-- begin Document passage --

If the boat is empty, even if you are a hot-tempered person, you wont be angry. But if someone else is on the boat 'you'll yell at him to get out your way'. If he doesn't hear you, you'll yell again. And if he still pays no heed you'll yell a third time and follow that with really ugly sounds. The point is, You weren't angry the first time, with the empty boat, but you are the second time. Better to 'empty yourself' and be angry neither time.
A companion theme is the futility of it all anyway. How do we know that life is not merely a delusion? the text asks.
How am I to know that to despise death is not merely to be like one exiled in his youth and who now cannot find now his way home?... Now maybe there's a Great Big Awakening, after which we know that his has all been a Great Big Dream. Fools think they are awake now, having ferreted out the knowledge for themeless, ... the name for this is the Pitiful Deception. 
 It is here that perhaps the most famous passage of the Chuang Tzu comes, the 'butterfly dream'.
Once I, Chuang Chou, dreamed I was a butterfly and was happy as a butterfly. I was conscious that I was quite pleased with myself, but I did not know that I was Chou. Suddenly I awoke, and there I was, visibly Chou. I do not know whether it was Chou dreaming he was a butterfly, or the butterfly dreaming it was Chou. 
The one thing turns into the other. And the key to Taoist philosophy is the concept of 'changing'. Naturally, for human beings the great change opportunity is death. 'The Great Clod loaded me down with this form', recalls Tzu Lai, 'and burdened me with life. It eased me with age and will realise my own heart and mind in death. Thus, if I make life a good, I must make death a good as well.'

But what if we like our present life? What if we think our life is 'important' - at least to us? And there follows a warning against human conceit and folly. ' If a master swordsmith were smelting today and the metal leaped up and said, 'I must be make into the famous Mo-ye sword', the smith would take it for metal of bad omen.'

Instead, modesty is a repeated theme. When Lieh Tzu discovered eventually that 'he hadn't yet begun to learn anything' he set us a good example:
He went home remaining inside for three long years. He did all the chores for his wife and fed the pigs as if they were people. He showed no affection for the affairs of the world, giving up the ostentatious for the plain. He stood alone inside himself like a clod of earth. And amid the flutter of confusion and division, he was at one to the end of his string of days.

-- end Document passage --
-- begin Records shown --

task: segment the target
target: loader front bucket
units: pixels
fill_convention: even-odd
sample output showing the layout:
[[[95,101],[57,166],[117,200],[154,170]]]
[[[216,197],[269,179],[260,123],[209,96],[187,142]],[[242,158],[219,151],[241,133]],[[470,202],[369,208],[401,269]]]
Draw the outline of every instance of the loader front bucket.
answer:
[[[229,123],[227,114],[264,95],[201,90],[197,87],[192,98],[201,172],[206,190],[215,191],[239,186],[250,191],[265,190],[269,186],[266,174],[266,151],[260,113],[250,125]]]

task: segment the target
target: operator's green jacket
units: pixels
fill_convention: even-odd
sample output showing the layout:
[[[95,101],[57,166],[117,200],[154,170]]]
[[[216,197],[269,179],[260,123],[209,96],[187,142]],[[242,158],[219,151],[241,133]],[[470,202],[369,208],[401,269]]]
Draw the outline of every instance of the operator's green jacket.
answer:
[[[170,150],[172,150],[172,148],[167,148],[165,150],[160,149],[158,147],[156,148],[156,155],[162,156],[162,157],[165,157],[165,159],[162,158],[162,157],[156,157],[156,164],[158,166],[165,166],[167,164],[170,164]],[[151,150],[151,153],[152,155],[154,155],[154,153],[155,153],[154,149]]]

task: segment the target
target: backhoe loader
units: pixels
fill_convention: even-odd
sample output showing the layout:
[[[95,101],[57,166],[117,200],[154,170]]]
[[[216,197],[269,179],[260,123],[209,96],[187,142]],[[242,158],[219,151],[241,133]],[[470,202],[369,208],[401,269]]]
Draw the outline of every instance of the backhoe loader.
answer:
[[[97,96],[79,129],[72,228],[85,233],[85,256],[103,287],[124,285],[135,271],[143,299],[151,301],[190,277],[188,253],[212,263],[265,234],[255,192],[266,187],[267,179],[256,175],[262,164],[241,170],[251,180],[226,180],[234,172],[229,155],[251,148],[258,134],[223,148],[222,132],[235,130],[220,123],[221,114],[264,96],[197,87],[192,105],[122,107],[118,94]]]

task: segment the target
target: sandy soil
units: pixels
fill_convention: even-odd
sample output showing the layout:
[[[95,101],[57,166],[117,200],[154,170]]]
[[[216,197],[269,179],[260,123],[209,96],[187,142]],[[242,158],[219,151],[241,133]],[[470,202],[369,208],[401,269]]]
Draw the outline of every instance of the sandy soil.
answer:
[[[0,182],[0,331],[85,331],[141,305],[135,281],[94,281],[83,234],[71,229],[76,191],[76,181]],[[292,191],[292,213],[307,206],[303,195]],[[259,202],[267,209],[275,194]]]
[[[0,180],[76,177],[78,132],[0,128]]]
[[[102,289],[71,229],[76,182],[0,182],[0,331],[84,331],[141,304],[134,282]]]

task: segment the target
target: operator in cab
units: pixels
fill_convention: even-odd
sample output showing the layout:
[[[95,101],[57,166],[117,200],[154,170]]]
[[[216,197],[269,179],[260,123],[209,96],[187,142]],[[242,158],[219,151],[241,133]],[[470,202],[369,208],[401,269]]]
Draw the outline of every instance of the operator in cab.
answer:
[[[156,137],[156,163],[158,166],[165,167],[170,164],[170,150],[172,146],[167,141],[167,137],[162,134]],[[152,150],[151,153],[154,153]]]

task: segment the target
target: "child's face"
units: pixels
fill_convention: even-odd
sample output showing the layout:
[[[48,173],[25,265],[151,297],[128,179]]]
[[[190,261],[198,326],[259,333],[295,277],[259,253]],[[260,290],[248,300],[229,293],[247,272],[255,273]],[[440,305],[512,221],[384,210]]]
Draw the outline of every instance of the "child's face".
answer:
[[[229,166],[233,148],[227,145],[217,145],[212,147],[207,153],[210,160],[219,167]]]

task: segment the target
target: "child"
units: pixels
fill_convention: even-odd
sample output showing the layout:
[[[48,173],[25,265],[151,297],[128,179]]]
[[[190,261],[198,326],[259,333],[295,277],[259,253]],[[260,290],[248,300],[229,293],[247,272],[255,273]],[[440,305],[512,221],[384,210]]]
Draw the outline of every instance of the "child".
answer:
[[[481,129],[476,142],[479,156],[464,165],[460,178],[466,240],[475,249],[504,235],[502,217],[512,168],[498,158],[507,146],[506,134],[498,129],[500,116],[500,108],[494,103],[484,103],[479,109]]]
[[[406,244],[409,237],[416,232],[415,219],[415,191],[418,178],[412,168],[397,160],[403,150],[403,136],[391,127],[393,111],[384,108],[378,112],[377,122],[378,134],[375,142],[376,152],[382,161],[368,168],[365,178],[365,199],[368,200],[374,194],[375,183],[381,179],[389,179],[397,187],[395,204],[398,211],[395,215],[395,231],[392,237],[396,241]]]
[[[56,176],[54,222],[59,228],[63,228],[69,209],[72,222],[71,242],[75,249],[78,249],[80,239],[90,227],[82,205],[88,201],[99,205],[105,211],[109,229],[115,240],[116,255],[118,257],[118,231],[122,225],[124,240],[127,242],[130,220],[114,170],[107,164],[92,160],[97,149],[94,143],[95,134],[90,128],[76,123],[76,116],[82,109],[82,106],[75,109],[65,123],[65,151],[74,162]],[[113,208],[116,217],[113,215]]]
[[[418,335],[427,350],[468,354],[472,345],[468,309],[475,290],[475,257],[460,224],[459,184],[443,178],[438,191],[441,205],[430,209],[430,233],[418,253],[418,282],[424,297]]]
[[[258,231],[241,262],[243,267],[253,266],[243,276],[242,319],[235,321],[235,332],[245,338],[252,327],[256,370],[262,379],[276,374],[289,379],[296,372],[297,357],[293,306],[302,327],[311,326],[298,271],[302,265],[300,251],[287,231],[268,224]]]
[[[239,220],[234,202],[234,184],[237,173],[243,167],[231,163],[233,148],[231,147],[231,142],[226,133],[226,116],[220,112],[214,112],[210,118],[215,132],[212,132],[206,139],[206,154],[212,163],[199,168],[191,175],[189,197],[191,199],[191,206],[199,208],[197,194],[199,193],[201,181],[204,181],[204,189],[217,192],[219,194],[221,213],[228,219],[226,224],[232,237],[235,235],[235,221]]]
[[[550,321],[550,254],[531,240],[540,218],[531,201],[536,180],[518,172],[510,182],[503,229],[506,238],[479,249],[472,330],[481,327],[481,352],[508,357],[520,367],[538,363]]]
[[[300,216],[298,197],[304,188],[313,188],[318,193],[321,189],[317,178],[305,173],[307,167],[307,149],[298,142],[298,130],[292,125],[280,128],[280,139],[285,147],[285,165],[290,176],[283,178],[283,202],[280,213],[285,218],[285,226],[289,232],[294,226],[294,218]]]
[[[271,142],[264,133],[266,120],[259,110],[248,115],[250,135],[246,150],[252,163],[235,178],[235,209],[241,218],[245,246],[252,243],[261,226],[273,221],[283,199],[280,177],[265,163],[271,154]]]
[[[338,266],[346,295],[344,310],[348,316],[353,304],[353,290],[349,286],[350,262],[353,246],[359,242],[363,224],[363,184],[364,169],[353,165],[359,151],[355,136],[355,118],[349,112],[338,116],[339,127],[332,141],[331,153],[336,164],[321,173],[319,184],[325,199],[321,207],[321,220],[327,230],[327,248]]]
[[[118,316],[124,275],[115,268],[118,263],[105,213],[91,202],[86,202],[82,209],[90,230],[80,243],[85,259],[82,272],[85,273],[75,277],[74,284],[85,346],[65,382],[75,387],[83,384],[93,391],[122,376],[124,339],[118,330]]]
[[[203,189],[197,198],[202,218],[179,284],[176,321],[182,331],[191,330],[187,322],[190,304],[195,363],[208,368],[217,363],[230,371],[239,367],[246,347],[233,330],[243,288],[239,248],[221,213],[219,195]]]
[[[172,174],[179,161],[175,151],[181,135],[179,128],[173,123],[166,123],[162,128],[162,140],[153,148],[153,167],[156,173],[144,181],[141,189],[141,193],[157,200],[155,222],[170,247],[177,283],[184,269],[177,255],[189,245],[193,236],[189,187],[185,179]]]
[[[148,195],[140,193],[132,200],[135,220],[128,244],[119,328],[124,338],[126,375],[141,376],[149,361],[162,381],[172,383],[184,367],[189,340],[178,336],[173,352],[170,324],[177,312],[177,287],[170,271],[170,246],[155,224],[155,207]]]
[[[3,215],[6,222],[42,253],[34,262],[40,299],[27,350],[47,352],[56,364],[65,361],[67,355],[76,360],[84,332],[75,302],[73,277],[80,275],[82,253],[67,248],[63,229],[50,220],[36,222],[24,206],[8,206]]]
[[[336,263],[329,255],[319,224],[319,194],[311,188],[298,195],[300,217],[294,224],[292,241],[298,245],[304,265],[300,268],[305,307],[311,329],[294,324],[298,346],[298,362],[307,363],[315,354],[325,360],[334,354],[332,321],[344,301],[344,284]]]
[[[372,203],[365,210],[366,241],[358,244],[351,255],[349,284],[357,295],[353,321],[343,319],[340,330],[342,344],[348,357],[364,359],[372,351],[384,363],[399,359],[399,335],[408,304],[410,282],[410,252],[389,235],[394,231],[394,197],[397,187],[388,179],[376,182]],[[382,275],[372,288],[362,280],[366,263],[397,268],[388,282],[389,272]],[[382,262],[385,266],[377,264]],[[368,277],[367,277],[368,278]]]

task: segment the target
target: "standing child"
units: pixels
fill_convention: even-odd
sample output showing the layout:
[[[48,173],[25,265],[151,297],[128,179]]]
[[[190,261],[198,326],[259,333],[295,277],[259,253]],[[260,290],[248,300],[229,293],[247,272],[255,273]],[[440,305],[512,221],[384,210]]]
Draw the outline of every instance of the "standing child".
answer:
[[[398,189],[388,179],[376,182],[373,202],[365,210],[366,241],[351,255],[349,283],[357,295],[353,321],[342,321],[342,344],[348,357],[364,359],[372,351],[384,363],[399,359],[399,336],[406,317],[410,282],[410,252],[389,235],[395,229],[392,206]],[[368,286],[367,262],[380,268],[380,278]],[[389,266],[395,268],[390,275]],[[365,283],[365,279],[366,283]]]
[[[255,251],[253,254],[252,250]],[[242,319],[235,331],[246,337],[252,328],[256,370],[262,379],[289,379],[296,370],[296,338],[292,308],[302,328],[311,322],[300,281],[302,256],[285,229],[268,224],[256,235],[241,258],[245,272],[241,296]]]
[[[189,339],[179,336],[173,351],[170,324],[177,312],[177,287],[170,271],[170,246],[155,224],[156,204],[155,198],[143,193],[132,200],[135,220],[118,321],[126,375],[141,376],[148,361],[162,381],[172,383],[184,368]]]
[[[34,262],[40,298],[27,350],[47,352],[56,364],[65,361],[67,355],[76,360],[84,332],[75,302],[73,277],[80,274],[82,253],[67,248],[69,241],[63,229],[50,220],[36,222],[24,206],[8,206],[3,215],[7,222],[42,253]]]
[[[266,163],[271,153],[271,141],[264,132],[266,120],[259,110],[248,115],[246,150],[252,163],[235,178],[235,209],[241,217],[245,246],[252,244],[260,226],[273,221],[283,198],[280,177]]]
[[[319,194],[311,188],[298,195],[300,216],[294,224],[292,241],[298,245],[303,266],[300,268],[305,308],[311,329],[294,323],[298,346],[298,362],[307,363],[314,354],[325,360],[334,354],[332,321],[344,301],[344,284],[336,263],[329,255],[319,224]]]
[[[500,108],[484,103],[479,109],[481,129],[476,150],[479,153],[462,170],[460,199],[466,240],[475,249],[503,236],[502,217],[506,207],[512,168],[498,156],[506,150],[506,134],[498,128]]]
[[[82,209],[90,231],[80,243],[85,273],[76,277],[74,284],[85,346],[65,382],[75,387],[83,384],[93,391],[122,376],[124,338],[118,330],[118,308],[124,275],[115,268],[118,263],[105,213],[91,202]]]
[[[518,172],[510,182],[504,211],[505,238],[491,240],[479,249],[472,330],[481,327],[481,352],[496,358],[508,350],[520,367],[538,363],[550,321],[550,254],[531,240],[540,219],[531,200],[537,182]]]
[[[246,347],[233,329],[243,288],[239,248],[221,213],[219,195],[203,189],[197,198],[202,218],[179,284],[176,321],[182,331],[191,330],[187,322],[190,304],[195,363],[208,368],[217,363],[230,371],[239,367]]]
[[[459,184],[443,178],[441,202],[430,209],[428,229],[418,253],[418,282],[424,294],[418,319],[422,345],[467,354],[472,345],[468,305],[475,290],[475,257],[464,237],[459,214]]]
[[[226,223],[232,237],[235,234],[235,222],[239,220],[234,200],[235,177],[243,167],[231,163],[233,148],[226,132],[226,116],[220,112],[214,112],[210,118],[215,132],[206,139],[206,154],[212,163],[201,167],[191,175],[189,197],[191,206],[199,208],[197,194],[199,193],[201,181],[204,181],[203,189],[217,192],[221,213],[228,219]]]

-- end Records shown --

Problems to work on:
**1.** Extract every line of the listing that contains the string "loader", treating uppercase and lowercase as different.
**2.** Carry on the commentary on the Chuang Tzu, starting after its final sentence.

Final results:
**1.**
target: loader front bucket
Draw the outline of every instance of the loader front bucket.
target: backhoe loader
Draw the outline of every instance of the backhoe loader.

**2.**
For, as Master Chuang says wisely (and here we return to our opening enigmatic statement):
To use a horse to prove that a horse in not a horse is not as good as to use non-horse to prove that a horse is not a horse'. Is that clear? No? Well, 'Heaven-and-Earth is one finger. All the thousand things are one horse. Okay? Not okay. Okay? Okay. 
And even if it is still not okay, the text continues nonetheless, now even more emphatically:
Walk in the Tao. Accomplish it all. Say words, and they're so. How-so? Is so? How not so? Not so so? There is no thing that is not acceptable. Sprouts rise up, and mighty pillars, lepers and lovely women, strange and extraordinary things - in Tao they are one. To divide one is to 'accomplish', and whatever is accomplished is destruction, whatever is unaccomplished cannot be destroyed: it is eternally beginning again at the beginning... 
And here comes a useful little piece of advice for those who have exhausted 'the spirit and the mind' trying to make things one 'never realising that they are all the same' - the tip is called the 'Three in the Morning' advice. It recalls that there once was a monkey keeper who fed his monkeys nuts. One day when he said, 'I'll feed you three in the morning, and four in the afternoon', the monkeys became furious. So he offered instead to feed them four in the morning and three in the afternoon and the monkeys were delighted.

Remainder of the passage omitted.